### Data to process
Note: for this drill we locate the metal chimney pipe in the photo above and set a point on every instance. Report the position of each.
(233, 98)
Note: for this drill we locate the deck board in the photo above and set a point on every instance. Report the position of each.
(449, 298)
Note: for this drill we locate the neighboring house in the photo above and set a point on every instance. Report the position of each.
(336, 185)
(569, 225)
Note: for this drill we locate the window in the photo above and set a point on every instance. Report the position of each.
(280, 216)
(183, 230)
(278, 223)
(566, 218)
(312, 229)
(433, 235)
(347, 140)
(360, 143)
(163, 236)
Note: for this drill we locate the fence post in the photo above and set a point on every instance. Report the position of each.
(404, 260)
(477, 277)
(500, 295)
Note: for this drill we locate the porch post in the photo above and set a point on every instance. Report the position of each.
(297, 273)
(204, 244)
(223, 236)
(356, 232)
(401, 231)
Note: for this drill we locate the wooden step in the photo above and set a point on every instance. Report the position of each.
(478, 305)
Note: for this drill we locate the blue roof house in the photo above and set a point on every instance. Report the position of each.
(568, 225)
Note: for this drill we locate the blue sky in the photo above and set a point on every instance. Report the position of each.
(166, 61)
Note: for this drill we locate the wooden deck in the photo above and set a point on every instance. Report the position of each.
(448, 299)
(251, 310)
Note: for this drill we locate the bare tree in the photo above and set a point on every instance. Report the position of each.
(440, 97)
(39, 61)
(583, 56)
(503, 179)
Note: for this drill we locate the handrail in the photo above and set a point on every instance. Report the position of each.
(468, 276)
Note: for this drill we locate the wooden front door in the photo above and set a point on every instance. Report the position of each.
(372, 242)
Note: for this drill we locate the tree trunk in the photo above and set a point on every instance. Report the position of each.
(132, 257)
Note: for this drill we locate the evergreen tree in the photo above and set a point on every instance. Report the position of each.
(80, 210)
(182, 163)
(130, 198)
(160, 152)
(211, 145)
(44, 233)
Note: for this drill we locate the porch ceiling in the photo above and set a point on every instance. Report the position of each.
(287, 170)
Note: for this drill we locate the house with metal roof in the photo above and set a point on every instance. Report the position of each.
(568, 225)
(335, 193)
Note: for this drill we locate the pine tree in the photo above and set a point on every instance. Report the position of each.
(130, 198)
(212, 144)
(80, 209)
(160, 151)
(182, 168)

### Instructions to follow
Starting at the top of the records, copy every line exactly.

### Problem solution
Note: for this drill we locate the metal chimney pipe in the photo above and set a point on every instance. Report the position of each.
(233, 98)
Note: for this drill we locate the deck board in the photo above and set a point on every instance. Report the position of each.
(449, 298)
Note: for this drill we locate the neighboring house in the photo above and set a point on every instance. Report the position of each.
(336, 185)
(569, 225)
Note: for this drill we locate the window in the photo above and set a point on every instance. Report the position of each.
(280, 216)
(183, 230)
(278, 223)
(566, 218)
(312, 229)
(433, 235)
(347, 140)
(360, 143)
(163, 236)
Note: for this drill we locate the fence post in the photo above and set a point on every instance. Report the position of each.
(404, 260)
(477, 277)
(500, 295)
Note: for this drill we locate the porch post in the photo above and set a point on every instance. Report the position of each.
(297, 273)
(204, 244)
(223, 236)
(356, 232)
(401, 231)
Note: for this drill we locate the wooden step in the photo above and set a point on every instance. Report the position of each.
(478, 305)
Note: for this drill we locate the blue roof house in the photo above and set a point on every instance. Report the position of each.
(568, 225)
Note: for this drill we locate the blue sky in the photo above and set a point on every instance. Report the position of each.
(166, 61)
Note: for this drill we locate the wooden deck in the photo above and set a point on every instance. Report the position of each.
(448, 299)
(251, 310)
Note: for this drill we locate the bare tree in the photo above and set a point on every instance. Report the position of each.
(440, 97)
(39, 61)
(583, 56)
(503, 179)
Note: for this drill we locate the handrail in the photo above and set a point on every instance. Report the position of each.
(468, 276)
Note: for this drill we locate the wooden front door in the photo above and set a point on every instance. Report the position of each.
(372, 242)
Note: for this drill we locate the tree trunk in the photo above and set a point on every instance. Report the position of each.
(132, 257)
Note: for this drill we locate the evergreen tree in the photo above and set a point on every instance. Report the position of each.
(80, 210)
(182, 163)
(130, 198)
(160, 152)
(211, 145)
(44, 233)
Note: for this drill we locate the porch ceiling in the photo above and set a point on every instance. Report the position of each.
(287, 170)
Note: for this drill we locate the house with metal roof in the photo above and set a point on every instance. Report the position of each.
(568, 225)
(335, 193)
Note: for this drill we locate the pine tree in the photo above and set a point on every instance. Report the position of each.
(130, 198)
(212, 144)
(80, 209)
(160, 151)
(182, 168)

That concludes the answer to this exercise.